Arrange the lines of the rows, from the start of the rows through the line containing "[0, 411, 159, 460]" inclusive, as a Markdown table with the columns No. and Line, omitting blank lines. Leave the pictures out of the table.

───── DATASET ─────

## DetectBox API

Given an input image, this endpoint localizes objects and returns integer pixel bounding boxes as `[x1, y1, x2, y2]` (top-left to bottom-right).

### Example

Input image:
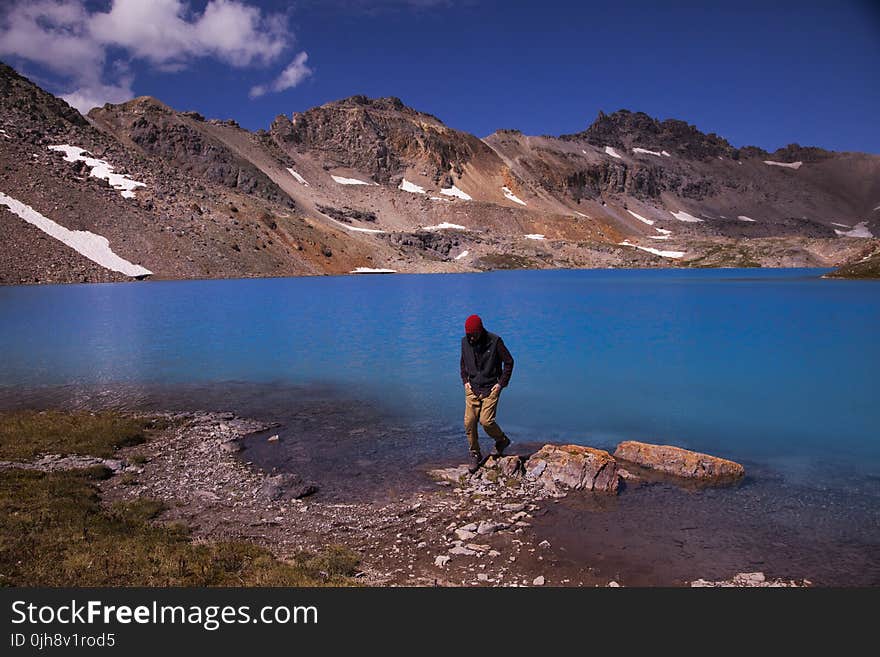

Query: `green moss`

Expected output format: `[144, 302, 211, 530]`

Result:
[826, 253, 880, 278]
[0, 470, 358, 586]
[0, 411, 159, 460]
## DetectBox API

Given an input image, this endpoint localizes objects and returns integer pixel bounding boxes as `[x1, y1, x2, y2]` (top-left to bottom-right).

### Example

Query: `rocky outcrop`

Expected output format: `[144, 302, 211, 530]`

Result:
[89, 96, 295, 207]
[690, 572, 813, 588]
[614, 440, 745, 482]
[0, 62, 88, 137]
[0, 454, 129, 474]
[261, 472, 318, 500]
[383, 231, 461, 259]
[525, 445, 618, 495]
[269, 96, 501, 186]
[561, 109, 736, 159]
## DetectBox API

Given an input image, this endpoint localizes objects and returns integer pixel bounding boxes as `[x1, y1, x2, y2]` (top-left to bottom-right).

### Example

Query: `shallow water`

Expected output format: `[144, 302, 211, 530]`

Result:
[0, 270, 880, 583]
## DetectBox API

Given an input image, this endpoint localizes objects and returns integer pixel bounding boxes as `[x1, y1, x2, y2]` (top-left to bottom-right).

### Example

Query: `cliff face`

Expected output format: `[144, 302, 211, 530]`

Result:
[89, 97, 294, 208]
[560, 110, 737, 159]
[269, 96, 501, 187]
[0, 60, 880, 283]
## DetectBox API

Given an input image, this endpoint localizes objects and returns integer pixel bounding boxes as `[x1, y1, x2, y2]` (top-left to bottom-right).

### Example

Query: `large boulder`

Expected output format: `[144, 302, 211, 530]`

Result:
[525, 445, 618, 496]
[262, 472, 318, 500]
[614, 440, 745, 482]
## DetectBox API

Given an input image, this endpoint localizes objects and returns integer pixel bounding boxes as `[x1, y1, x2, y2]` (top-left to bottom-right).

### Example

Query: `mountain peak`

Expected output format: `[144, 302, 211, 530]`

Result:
[560, 109, 736, 159]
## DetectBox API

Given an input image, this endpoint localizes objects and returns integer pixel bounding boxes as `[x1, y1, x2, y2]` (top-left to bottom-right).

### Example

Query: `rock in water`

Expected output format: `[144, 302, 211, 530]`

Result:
[614, 440, 745, 481]
[525, 445, 617, 495]
[262, 473, 318, 500]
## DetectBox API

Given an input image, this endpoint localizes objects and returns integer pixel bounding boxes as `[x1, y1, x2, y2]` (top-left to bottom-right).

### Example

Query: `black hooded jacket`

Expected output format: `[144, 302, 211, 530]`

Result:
[461, 330, 513, 395]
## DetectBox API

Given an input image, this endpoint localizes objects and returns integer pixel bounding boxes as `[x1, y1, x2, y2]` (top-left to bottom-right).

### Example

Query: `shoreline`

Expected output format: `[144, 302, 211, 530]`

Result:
[0, 266, 852, 287]
[101, 412, 810, 586]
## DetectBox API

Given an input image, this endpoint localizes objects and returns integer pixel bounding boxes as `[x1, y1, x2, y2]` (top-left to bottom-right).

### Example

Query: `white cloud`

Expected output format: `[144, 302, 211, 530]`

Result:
[89, 0, 287, 66]
[61, 77, 134, 114]
[0, 0, 296, 111]
[250, 52, 314, 98]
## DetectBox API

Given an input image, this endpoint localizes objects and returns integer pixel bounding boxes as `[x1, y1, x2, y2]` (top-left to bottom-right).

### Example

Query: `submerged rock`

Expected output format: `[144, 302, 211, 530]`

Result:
[262, 473, 318, 500]
[614, 440, 745, 482]
[525, 445, 618, 495]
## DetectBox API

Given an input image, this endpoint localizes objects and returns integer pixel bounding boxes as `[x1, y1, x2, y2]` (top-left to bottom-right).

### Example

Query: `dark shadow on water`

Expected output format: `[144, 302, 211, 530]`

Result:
[0, 381, 466, 500]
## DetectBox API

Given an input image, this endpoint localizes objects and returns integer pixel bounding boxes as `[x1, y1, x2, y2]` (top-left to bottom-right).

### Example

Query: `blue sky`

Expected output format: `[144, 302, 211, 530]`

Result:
[0, 0, 880, 153]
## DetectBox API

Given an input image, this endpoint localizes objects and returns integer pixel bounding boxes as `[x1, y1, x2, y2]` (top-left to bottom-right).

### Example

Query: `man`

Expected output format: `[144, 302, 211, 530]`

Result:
[461, 315, 513, 474]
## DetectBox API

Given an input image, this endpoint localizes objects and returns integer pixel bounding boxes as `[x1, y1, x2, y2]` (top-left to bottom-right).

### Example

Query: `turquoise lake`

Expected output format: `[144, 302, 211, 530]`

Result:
[0, 269, 880, 480]
[0, 269, 880, 586]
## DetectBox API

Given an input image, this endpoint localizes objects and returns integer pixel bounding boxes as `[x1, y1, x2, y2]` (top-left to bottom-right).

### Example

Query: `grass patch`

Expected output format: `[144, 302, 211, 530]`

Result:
[0, 470, 358, 586]
[826, 253, 880, 278]
[475, 253, 537, 270]
[0, 411, 164, 460]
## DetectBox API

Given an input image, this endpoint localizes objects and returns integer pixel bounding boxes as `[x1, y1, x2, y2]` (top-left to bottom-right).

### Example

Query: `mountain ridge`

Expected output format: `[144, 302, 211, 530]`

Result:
[0, 65, 880, 282]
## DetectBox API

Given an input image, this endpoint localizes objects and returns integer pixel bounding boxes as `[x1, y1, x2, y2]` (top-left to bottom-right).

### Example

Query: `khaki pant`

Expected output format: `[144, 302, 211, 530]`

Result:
[464, 390, 505, 452]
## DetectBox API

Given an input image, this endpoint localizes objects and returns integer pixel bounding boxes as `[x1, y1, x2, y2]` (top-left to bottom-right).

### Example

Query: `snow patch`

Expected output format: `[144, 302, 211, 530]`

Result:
[48, 144, 147, 198]
[605, 146, 620, 160]
[330, 219, 385, 234]
[440, 185, 473, 201]
[669, 210, 703, 224]
[287, 168, 311, 187]
[764, 160, 803, 169]
[330, 174, 376, 185]
[627, 210, 654, 226]
[422, 221, 470, 230]
[397, 178, 425, 194]
[501, 187, 526, 205]
[0, 192, 153, 276]
[620, 240, 685, 258]
[834, 221, 874, 237]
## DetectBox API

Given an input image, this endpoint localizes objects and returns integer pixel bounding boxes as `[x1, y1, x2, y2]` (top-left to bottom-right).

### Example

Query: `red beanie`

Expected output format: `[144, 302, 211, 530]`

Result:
[464, 315, 483, 333]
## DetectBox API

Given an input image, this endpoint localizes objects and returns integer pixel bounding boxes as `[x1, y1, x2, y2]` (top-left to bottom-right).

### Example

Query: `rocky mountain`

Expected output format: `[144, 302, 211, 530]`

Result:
[0, 65, 880, 284]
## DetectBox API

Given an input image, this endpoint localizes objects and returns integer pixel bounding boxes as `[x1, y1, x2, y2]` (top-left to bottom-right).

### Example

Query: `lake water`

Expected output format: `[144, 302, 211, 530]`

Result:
[0, 269, 880, 580]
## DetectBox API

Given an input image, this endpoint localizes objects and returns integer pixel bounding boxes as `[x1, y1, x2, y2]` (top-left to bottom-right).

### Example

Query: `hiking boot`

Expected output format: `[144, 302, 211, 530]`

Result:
[492, 436, 510, 456]
[468, 452, 483, 474]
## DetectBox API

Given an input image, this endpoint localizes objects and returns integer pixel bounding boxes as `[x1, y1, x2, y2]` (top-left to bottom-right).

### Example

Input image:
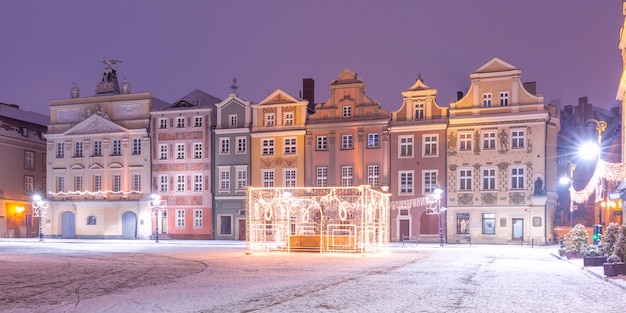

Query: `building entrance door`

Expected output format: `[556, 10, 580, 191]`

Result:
[513, 218, 524, 241]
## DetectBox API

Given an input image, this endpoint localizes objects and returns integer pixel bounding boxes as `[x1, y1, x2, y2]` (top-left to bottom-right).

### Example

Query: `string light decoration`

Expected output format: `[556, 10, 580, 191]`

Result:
[246, 185, 389, 254]
[569, 159, 626, 203]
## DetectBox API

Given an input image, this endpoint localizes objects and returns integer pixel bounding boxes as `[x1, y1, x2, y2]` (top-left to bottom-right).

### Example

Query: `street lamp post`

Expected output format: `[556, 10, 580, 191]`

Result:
[435, 187, 445, 247]
[33, 195, 48, 241]
[150, 194, 167, 243]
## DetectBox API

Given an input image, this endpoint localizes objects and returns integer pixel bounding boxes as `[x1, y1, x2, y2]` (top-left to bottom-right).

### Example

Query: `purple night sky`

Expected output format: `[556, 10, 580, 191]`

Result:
[0, 0, 624, 114]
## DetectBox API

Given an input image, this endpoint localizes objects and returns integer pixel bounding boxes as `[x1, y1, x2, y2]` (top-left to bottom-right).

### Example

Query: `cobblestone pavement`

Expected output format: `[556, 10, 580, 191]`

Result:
[0, 240, 626, 312]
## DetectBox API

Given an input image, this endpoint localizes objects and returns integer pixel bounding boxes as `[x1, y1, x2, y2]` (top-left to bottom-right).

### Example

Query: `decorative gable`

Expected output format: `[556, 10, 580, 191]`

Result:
[63, 114, 127, 135]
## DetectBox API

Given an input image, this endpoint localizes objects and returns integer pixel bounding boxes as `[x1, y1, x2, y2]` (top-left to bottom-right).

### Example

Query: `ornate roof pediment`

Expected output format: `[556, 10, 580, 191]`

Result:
[63, 114, 127, 135]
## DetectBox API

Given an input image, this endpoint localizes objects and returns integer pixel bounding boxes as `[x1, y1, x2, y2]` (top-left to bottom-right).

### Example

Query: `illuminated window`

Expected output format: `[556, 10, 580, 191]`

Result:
[459, 168, 474, 191]
[482, 168, 496, 190]
[74, 141, 83, 158]
[284, 138, 296, 154]
[367, 165, 380, 187]
[459, 132, 472, 151]
[315, 136, 328, 150]
[415, 103, 424, 121]
[367, 133, 380, 148]
[398, 171, 413, 195]
[176, 175, 185, 191]
[341, 166, 353, 187]
[500, 91, 509, 106]
[483, 93, 491, 108]
[422, 170, 438, 194]
[316, 166, 328, 187]
[398, 136, 413, 158]
[483, 131, 496, 150]
[422, 135, 439, 157]
[511, 129, 526, 149]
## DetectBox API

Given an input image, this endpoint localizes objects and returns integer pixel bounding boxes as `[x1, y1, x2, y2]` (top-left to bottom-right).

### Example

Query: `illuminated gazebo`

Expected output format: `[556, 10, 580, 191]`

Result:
[246, 185, 389, 253]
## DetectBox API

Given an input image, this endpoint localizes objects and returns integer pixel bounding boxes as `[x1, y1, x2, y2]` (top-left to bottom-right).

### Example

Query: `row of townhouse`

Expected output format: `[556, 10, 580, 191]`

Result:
[37, 58, 560, 244]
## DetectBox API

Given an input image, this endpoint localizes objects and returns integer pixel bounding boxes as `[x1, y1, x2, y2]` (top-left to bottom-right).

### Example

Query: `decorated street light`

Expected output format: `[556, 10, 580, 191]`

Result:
[33, 195, 48, 241]
[150, 194, 167, 242]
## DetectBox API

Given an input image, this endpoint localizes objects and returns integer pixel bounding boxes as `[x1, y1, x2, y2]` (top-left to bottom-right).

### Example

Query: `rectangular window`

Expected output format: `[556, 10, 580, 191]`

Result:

─────

• TASK ANSWER:
| No. | Line |
|---|---|
| 1 | ## DetectBox API |
| 2 | Given an input image, this endpoint localizes objects and returns integer pixel bounding boxes as `[x1, y1, x2, y2]` (top-left to bottom-right). |
| 3 | ### Example |
| 4 | Input image: |
| 5 | Query: `green moss` |
| 6 | Expected output format: `[144, 302, 211, 530]` |
| 7 | Result: |
| 8 | [826, 253, 880, 278] |
| 9 | [0, 470, 358, 586] |
| 10 | [0, 411, 159, 460] |